◆ Direction: Skip every image and restate the data word for word.

── The input ──

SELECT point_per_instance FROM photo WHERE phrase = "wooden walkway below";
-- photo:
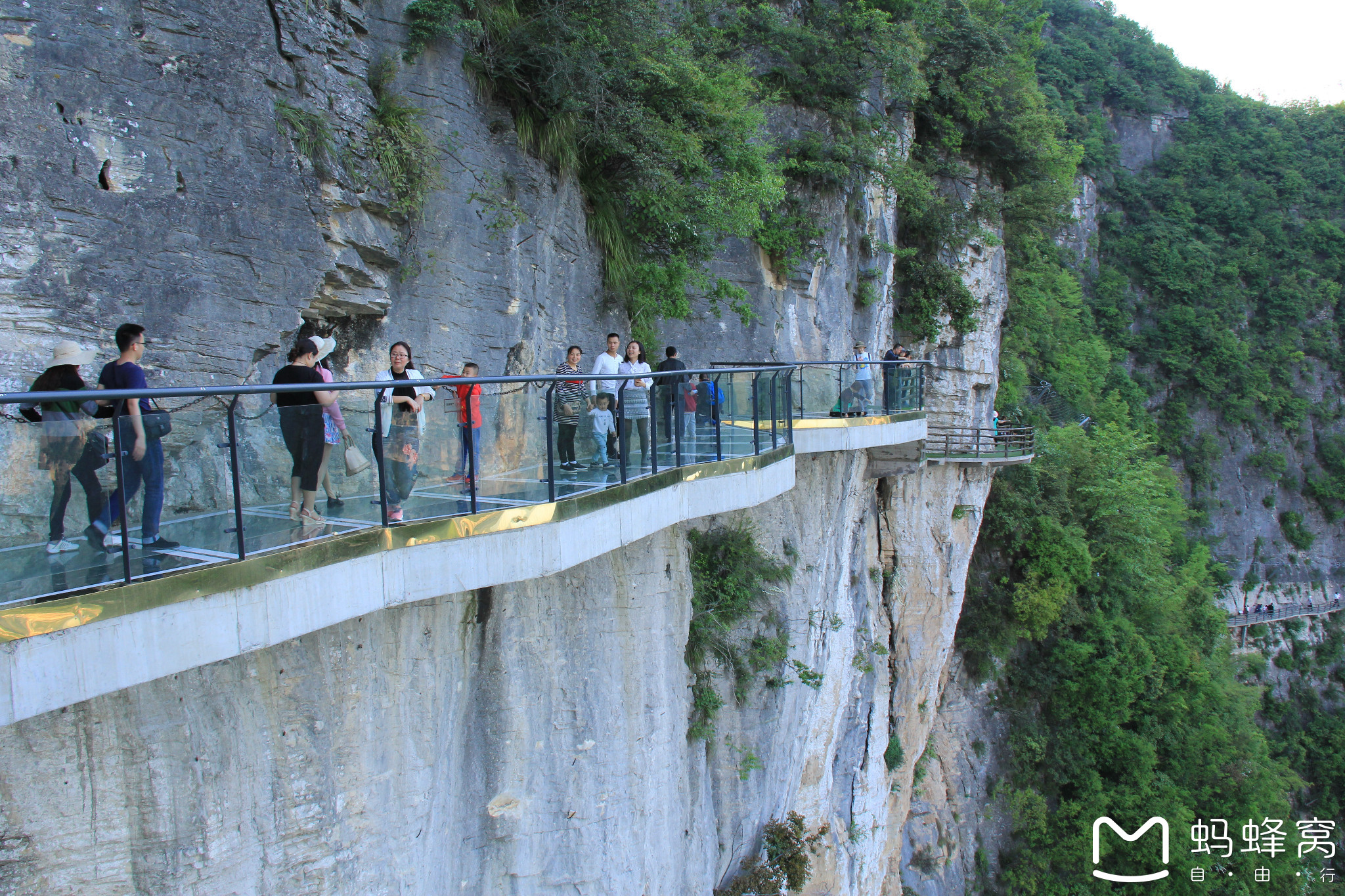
(1283, 612)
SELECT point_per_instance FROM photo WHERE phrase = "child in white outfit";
(603, 423)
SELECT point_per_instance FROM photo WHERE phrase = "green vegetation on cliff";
(661, 113)
(1118, 676)
(1219, 284)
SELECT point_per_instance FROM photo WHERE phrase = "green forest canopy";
(1218, 285)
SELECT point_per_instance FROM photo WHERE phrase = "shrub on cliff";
(731, 578)
(787, 863)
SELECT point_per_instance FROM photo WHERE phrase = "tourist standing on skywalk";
(404, 422)
(146, 459)
(635, 398)
(69, 445)
(606, 364)
(567, 402)
(301, 427)
(667, 387)
(468, 405)
(864, 372)
(334, 425)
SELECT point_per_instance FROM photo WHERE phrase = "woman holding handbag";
(334, 425)
(69, 444)
(301, 427)
(636, 398)
(568, 399)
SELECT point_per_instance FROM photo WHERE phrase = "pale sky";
(1287, 50)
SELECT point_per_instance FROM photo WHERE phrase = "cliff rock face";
(522, 739)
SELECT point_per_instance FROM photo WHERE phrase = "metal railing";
(852, 389)
(219, 508)
(979, 444)
(1282, 612)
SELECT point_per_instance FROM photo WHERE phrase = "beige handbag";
(355, 459)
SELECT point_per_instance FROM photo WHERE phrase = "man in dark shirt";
(144, 461)
(667, 387)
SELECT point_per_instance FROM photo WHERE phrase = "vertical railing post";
(622, 437)
(550, 444)
(677, 422)
(716, 413)
(233, 467)
(118, 416)
(470, 444)
(775, 414)
(803, 396)
(757, 414)
(655, 413)
(378, 457)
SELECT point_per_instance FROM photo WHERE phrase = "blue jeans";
(477, 450)
(148, 469)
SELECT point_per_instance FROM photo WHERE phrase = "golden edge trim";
(119, 601)
(837, 422)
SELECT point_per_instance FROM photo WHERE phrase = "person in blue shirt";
(146, 459)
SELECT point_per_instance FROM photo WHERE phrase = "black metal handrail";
(975, 442)
(1281, 612)
(667, 385)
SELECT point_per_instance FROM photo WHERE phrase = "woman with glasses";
(635, 398)
(404, 421)
(568, 402)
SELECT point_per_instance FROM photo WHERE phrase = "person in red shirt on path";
(474, 441)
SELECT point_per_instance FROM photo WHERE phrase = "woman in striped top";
(635, 398)
(568, 406)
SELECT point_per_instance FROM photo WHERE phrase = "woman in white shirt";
(404, 421)
(635, 396)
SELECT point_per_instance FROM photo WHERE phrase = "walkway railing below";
(979, 444)
(1282, 612)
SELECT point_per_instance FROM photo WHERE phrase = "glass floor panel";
(29, 572)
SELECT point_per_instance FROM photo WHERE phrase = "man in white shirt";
(608, 363)
(864, 372)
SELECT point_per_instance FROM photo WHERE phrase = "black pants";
(639, 426)
(612, 445)
(82, 471)
(565, 441)
(301, 427)
(666, 403)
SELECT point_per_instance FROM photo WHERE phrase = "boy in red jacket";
(468, 396)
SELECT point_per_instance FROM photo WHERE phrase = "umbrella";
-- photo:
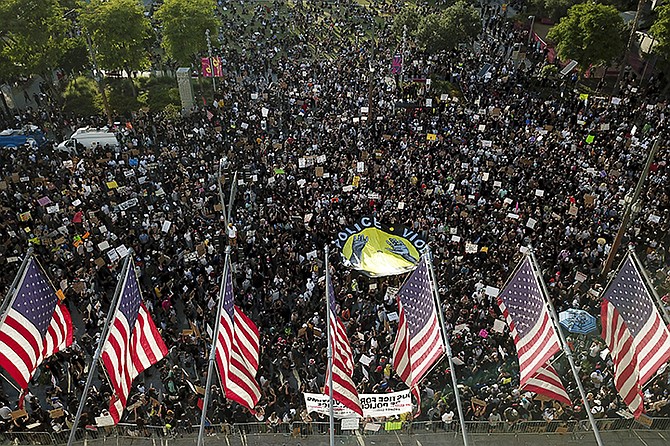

───

◆ Full answer:
SELECT point_per_instance FROM photo WHERE phrase = "wooden walkway below";
-- photo:
(1283, 612)
SELECT point_per_instance FROM photo WHERE phrase = "child in white outfit";
(603, 423)
SELECT point_per_instance FROM photo WHERE phrase = "green vegetation on cliff";
(661, 113)
(1118, 676)
(1219, 284)
SELECT point_per_instance FROM photo WHERE phrase = "green forest canopy";
(1218, 285)
SELECT point_per_instance FROM photo WHERE phrase = "shrub on cliff";
(731, 578)
(787, 863)
SELECT point_per_instance FROM photo WHERE phrase = "tourist standing on skywalk";
(404, 422)
(146, 459)
(635, 398)
(69, 445)
(606, 364)
(567, 402)
(301, 427)
(667, 387)
(468, 405)
(864, 372)
(334, 425)
SELECT point_per_instance FROM photo WHERE phrase = "woman holding handbag";
(334, 425)
(69, 444)
(301, 427)
(636, 398)
(568, 399)
SELECT point_per_instance FROM photo WHERE phrase = "pale sky";
(1287, 50)
SELECT point_per_instance FROM photo WHERE phrase = "cliff rock face";
(522, 739)
SELECT point_per_instance FROM photo WHERE phrase = "metal railing";
(852, 389)
(219, 508)
(979, 444)
(1282, 612)
SELECT point_per_instance FROM photo WHERE phrase = "beige handbag";
(355, 459)
SELECT point_per_instance FROM photo WHERE phrase = "man in dark shirt";
(144, 461)
(667, 387)
SELECT point_per_instance FROM photo WHERE phrase = "vertical railing post";
(622, 437)
(550, 444)
(677, 422)
(716, 413)
(233, 467)
(118, 416)
(470, 444)
(775, 414)
(803, 396)
(757, 414)
(655, 413)
(378, 457)
SELECT point_per_instance FROM photo WHERE phrase = "blue jeans";
(477, 450)
(148, 469)
SELECT point_per_instance FROM photo WHERE phrase = "golden edge trim";
(119, 601)
(837, 422)
SELECT point_per_instance FROM photo WHERE phrase = "person in blue shirt";
(146, 459)
SELECT point_per_instance FROM photo WHERE phrase = "black metal handrail";
(975, 442)
(1281, 612)
(667, 385)
SELECT point_per_instance FROM photo WHERE phrase = "woman with glasses";
(635, 398)
(404, 421)
(568, 402)
SELECT point_per_instance FROM photo WHERE phrase = "person in red shirt on path";
(474, 441)
SELECT point_per_instance FROM photo WHERE phrase = "woman in striped top";
(635, 398)
(568, 406)
SELECT point_per_instance FROM photo WHERE phrase = "woman in white shirt";
(404, 421)
(635, 396)
SELECT point_per_instance FROM photo WHERE phrase = "walkway railing below";
(979, 444)
(1282, 612)
SELECT point_per_instance FROM photo WHERE phrase = "glass floor panel";
(29, 572)
SELECT point_per_instance FROM photo WHERE phrase = "man in white shirt";
(608, 363)
(864, 372)
SELECT point_per_instance FROM photo WHERE phrase = "black pants";
(639, 426)
(612, 445)
(82, 471)
(565, 441)
(301, 427)
(666, 403)
SELECT point_per_instance FROM photo WHERE phrase = "boy in red jacket";
(468, 396)
SELECT point_per_instance FROM photo WHERE phrase = "umbrella";
-- photo:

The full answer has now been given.